### TASK MATERIAL
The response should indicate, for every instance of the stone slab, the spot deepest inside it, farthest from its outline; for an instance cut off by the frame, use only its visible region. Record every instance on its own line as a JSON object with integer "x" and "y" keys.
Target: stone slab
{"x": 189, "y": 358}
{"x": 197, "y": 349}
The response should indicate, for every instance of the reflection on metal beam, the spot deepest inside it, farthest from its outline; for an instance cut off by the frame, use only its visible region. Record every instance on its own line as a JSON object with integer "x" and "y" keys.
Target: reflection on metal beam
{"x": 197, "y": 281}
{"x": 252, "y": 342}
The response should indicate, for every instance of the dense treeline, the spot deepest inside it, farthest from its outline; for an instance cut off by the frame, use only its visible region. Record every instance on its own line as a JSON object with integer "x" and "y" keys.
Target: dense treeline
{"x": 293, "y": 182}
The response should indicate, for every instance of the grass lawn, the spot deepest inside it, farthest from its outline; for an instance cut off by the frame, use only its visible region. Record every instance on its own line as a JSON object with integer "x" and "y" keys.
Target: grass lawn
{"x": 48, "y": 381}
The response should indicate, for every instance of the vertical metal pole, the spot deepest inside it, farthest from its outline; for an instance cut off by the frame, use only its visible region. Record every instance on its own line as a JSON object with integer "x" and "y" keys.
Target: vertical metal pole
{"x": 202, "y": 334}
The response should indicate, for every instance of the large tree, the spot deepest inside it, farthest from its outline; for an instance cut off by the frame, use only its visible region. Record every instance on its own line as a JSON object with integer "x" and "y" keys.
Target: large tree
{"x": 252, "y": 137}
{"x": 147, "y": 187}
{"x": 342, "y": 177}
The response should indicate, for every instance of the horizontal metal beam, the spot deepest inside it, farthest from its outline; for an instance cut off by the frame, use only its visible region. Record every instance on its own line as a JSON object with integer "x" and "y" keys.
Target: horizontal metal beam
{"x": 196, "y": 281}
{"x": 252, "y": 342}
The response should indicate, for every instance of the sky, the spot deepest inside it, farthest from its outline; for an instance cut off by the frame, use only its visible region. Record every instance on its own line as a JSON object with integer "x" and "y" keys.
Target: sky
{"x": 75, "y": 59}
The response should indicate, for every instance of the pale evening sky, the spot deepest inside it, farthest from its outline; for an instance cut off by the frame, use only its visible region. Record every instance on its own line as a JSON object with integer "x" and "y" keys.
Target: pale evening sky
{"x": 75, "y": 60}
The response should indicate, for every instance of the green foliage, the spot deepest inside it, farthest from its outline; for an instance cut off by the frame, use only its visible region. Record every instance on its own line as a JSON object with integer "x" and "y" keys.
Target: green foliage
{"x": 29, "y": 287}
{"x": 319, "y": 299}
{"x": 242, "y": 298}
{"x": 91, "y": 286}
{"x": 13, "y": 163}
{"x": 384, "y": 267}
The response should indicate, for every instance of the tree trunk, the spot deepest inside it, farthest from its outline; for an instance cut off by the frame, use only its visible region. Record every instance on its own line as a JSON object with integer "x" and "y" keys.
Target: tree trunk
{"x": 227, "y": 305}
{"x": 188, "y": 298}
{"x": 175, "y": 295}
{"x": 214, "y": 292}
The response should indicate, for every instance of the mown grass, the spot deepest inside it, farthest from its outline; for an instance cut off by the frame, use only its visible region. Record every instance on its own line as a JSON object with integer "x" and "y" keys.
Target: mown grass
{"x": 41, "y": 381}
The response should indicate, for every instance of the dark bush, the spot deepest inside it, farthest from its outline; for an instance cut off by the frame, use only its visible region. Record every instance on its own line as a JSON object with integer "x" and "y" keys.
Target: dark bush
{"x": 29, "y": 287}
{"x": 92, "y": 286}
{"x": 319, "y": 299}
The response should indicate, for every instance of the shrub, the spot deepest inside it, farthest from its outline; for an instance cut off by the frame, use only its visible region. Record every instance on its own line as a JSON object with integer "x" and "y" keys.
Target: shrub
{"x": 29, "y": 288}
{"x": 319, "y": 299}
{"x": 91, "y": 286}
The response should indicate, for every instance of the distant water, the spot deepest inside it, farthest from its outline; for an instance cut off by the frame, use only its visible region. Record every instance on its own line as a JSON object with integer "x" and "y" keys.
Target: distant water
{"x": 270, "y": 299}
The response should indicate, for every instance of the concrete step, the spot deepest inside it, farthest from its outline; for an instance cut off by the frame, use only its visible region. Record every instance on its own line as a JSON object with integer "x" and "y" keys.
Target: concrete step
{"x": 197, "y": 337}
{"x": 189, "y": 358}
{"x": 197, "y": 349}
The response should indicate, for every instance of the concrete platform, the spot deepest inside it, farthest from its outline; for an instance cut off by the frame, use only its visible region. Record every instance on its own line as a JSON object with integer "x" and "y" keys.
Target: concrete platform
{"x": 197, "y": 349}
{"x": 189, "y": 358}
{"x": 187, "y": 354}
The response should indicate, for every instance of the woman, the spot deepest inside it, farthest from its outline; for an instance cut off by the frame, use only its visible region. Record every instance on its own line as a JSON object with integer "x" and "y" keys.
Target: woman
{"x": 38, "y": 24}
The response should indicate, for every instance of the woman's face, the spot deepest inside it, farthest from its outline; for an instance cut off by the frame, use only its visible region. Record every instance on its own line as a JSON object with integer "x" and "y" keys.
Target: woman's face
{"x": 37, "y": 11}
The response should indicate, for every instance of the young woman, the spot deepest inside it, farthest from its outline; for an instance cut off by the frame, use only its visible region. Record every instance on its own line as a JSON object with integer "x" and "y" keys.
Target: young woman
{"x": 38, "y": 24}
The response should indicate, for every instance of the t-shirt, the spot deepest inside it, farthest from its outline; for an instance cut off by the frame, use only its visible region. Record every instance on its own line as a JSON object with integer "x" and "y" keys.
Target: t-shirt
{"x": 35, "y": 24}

### EXERCISE PROMPT
Rewrite every entry above, replacing each occurrence of "outline" with "boundary" and keeping everything else the same.

### EXERCISE OUTPUT
The response should indicate, for every instance of the stone slab, the spot deepest inside it, farthest from its boundary; for an instance cut off by the frame, use only its visible region. Record every instance on its own line as a JSON object with integer "x" and "y" keys.
Target: stone slab
{"x": 189, "y": 358}
{"x": 197, "y": 349}
The response should indicate, for every instance of the reflection on metal beam, the spot deepest inside it, farthest from its boundary; for an instance cut off by the frame, use only its visible region. Record every instance on its own line as a JSON object with integer "x" and "y" keys.
Target: reflection on metal beam
{"x": 197, "y": 281}
{"x": 252, "y": 342}
The response should indicate, for every instance of the dense treeline, the spot deepest inside it, farthest from its boundary; for an instance cut off by the frame, use only its visible region. Record every instance on its own line as a JSON object with integer "x" and "y" keys.
Target: dense treeline
{"x": 293, "y": 182}
The response should indicate, for every instance of the grass lawn, the spot deepest inside it, farthest from its boundary; for an instance cut off by the frame, use only its visible region. Record every instance on its own line as a JSON object with integer "x" and "y" keys.
Target: grass lawn
{"x": 48, "y": 381}
The response should indicate, for every instance of the vertical metal pole, the spot deepest inside it, farthest from its boundary; for an instance cut off by the frame, use only its visible region. Record every instance on its own line as a JSON object with integer "x" and "y" keys.
Target: vertical metal pole
{"x": 202, "y": 334}
The response should indicate, for every instance of the large tree, the spot deepest inside it, farthest from its boundary; for an instance cut off by the frame, use only its visible region. Record every instance on its own line as a JSON object with integer "x" and "y" keys.
Target: large tree
{"x": 252, "y": 137}
{"x": 147, "y": 187}
{"x": 342, "y": 177}
The response should indicate, for every instance of the horizontal metal beam, the spot deepest inside it, farthest from its boundary; for an instance cut off by the frame, use only its visible region. Record every instance on its own line as a JSON object with integer "x" and "y" keys.
Target: horizontal metal beam
{"x": 196, "y": 281}
{"x": 252, "y": 342}
The response should indicate, for every instance of the sky, the spot deepest inside it, farthest from its boundary; for an instance cut off by the frame, use only its visible region. Record every instance on its own line as a JSON object with integer "x" and "y" keys.
Target: sky
{"x": 75, "y": 59}
The response should indicate, for every instance of the pale evening sky, the spot deepest inside it, farthest from its boundary; for an instance cut off by the frame, use only its visible region. Record every instance on its own line as a JSON object with integer "x" and "y" keys.
Target: pale evening sky
{"x": 75, "y": 60}
The response should indicate, for every instance of the green foliage, the spot deepest inside it, farthest from its boundary; for an instance cut off by the frame, use only its visible region. Record every instance on its own line as a JSON object with integer "x" and "y" keys.
Target: green foliage
{"x": 29, "y": 287}
{"x": 319, "y": 299}
{"x": 242, "y": 298}
{"x": 91, "y": 286}
{"x": 13, "y": 163}
{"x": 384, "y": 267}
The response should indicate, for every instance of the tree trunk, the spot deepest inside it, farthest from its boundary; for an instance cut off by the frame, use only its visible region. Record every instance on its own line as a JSON object with integer "x" and "y" keys.
Target: tree trunk
{"x": 227, "y": 305}
{"x": 188, "y": 298}
{"x": 175, "y": 295}
{"x": 214, "y": 292}
The response should indicate, for every instance of the mown grass, the spot deepest inside it, farthest from its boundary; for an instance cut off by the frame, use only its visible region. Record every instance on its own line as a JSON object with integer "x" and "y" keys.
Target: mown grass
{"x": 41, "y": 381}
The response should indicate, for every instance of the dark bush, the spot deepest inside it, farthest from its boundary; for an instance cut off by the frame, use only its visible region. Record every instance on its own line as a JSON object with integer "x" and "y" keys.
Target: dark bush
{"x": 29, "y": 287}
{"x": 92, "y": 286}
{"x": 319, "y": 299}
The response should indicate, for every instance of the shrub, the spot deepest inside it, farthest from its boundary; for an instance cut off by the frame, use only its visible region. Record every instance on its own line as a JSON object with integer "x" and "y" keys.
Target: shrub
{"x": 29, "y": 288}
{"x": 319, "y": 299}
{"x": 91, "y": 286}
The response should indicate, for every instance of the distant water, the spot deepest inside it, farthest from its boundary; for an instance cut off by the frame, use only its visible region. Record every instance on its own line as a JSON object with integer "x" and "y" keys.
Target: distant water
{"x": 270, "y": 299}
The response should indicate, for every instance of the concrete step, the spot deepest inside it, farthest from its boundary; for an instance cut off by the frame, use only its visible region. Record every instance on its own line as a JSON object with integer "x" and "y" keys.
Target: concrete step
{"x": 197, "y": 337}
{"x": 189, "y": 358}
{"x": 197, "y": 349}
The response should indicate, for every instance of the concrete platform, the spot deepest inside it, farthest from its boundary; for an instance cut off by the frame, use only its visible region. Record every instance on its own line as a JSON object with integer "x" and "y" keys.
Target: concrete platform
{"x": 197, "y": 349}
{"x": 189, "y": 358}
{"x": 187, "y": 354}
The response should indicate, for every instance of the woman, the spot deepest inside it, farthest from its boundary; for an instance cut off by the frame, use only its visible region. Record every instance on its own line as a JSON object with integer "x" and "y" keys.
Target: woman
{"x": 38, "y": 24}
The response should indicate, for every instance of the woman's face, the spot deepest inside it, farthest from its boundary; for an instance cut off by the frame, use only its visible region. Record every instance on its own line as a JSON object with integer "x" and "y" keys.
Target: woman's face
{"x": 37, "y": 11}
The response should indicate, for every instance of the young woman, the spot deepest inside it, farthest from its boundary; for an instance cut off by the frame, use only its visible region. Record every instance on its own line as a JSON object with integer "x" and "y" keys.
Target: young woman
{"x": 38, "y": 24}
The response should indicate, for every instance of the t-shirt, the spot deepest inside it, farthest from its boundary; for an instance cut off by the frame, use only its visible region. Record every instance on its own line as a JSON object with integer "x" and "y" keys.
Target: t-shirt
{"x": 35, "y": 24}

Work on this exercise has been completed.